WHAT IS BEING ASKED:
Rewrite the part of the records that opens with the line containing "Indicate the green mountainside" and closes with the end of the records. Replace "mountainside" with "hillside" and leave everything else unchanged.

____

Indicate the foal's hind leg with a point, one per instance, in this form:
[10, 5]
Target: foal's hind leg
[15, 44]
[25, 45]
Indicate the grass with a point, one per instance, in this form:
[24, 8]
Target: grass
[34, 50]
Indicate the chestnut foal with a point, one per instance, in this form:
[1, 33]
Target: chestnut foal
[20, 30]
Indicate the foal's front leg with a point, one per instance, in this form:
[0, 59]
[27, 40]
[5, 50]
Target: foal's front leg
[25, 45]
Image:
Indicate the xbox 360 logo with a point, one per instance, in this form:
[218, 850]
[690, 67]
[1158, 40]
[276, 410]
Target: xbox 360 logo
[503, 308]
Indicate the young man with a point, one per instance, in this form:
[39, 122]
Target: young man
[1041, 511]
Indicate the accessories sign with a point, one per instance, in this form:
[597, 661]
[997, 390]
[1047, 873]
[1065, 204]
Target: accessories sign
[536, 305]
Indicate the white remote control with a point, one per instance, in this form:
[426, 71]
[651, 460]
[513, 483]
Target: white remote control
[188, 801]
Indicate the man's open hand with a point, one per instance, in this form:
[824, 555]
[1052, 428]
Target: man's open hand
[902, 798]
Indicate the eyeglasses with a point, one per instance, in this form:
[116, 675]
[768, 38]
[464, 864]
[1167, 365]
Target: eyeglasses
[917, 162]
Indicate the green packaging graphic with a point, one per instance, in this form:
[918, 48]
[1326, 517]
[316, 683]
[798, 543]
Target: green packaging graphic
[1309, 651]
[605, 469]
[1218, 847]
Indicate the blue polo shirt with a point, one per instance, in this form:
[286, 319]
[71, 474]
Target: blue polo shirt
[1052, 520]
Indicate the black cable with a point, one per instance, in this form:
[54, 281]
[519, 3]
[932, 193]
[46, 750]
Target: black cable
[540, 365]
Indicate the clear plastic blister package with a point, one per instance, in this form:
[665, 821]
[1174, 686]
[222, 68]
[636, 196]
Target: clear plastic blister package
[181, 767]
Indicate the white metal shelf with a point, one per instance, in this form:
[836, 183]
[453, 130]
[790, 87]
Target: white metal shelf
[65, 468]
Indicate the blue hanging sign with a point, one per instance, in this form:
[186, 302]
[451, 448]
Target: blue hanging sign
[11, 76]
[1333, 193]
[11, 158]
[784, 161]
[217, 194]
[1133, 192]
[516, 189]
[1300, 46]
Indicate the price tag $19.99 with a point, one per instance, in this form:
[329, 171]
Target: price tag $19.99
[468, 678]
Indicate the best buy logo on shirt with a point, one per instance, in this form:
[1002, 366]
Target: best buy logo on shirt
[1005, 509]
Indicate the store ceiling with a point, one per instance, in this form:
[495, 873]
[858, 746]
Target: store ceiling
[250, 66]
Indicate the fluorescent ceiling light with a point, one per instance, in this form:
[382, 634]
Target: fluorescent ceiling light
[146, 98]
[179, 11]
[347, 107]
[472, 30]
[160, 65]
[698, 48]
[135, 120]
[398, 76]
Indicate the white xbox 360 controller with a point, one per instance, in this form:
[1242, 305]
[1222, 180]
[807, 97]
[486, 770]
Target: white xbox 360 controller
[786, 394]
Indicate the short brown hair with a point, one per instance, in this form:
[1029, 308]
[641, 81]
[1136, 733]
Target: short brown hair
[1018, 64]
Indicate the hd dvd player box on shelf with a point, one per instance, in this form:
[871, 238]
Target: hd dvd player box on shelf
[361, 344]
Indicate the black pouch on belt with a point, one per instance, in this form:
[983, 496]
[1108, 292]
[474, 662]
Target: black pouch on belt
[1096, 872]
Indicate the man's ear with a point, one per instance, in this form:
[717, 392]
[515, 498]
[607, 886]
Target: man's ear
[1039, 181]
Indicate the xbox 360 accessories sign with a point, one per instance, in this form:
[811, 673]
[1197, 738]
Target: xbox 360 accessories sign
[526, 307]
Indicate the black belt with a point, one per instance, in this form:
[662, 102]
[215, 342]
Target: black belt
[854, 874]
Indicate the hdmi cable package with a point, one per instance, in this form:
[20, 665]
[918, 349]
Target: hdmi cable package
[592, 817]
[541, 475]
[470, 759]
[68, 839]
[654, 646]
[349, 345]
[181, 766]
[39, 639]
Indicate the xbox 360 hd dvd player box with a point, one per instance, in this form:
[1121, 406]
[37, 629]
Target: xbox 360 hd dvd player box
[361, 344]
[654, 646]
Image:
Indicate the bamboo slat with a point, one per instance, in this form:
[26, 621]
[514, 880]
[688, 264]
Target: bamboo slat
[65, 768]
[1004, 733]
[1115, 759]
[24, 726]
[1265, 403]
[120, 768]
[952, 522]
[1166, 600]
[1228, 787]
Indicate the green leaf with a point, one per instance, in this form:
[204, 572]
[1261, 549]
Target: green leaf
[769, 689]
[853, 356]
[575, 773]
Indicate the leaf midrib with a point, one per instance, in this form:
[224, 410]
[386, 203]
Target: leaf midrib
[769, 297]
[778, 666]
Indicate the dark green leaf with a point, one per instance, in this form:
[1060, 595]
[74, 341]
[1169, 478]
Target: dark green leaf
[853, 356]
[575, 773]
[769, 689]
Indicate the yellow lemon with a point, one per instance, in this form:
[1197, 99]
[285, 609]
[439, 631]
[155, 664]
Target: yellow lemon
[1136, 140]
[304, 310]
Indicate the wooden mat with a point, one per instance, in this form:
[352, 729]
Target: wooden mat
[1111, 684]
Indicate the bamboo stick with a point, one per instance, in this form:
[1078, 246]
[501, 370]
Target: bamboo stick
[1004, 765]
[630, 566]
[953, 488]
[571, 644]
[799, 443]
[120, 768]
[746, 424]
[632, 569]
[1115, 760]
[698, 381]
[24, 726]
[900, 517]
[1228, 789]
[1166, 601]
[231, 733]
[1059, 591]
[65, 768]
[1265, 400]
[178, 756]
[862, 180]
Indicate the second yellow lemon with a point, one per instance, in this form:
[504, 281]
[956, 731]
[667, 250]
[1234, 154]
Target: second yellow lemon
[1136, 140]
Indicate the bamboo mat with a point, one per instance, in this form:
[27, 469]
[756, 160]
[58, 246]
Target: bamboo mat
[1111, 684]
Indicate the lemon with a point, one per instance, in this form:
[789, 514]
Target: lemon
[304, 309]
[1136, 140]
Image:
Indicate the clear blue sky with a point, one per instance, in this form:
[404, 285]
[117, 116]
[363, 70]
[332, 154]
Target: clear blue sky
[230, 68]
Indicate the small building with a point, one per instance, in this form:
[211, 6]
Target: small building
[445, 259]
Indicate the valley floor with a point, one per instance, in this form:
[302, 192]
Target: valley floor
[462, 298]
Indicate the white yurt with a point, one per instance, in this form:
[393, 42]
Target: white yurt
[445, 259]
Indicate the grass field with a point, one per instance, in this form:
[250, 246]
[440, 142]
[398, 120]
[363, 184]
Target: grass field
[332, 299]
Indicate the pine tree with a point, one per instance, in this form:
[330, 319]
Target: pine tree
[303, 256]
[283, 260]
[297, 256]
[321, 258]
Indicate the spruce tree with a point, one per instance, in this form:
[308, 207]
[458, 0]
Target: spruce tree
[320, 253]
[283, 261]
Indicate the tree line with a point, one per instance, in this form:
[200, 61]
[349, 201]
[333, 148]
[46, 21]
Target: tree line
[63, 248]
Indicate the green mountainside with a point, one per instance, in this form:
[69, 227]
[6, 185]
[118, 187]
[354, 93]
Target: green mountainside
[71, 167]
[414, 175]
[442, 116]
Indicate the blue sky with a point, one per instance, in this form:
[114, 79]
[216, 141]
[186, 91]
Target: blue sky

____

TASK OUTPUT:
Indicate the green hillside with a point, one per instance, in this form:
[69, 227]
[6, 185]
[118, 187]
[354, 93]
Target: green hillside
[71, 167]
[414, 175]
[442, 116]
Indicate the blue sky with a point, one per instance, in this form:
[114, 79]
[216, 141]
[186, 91]
Target: blue sky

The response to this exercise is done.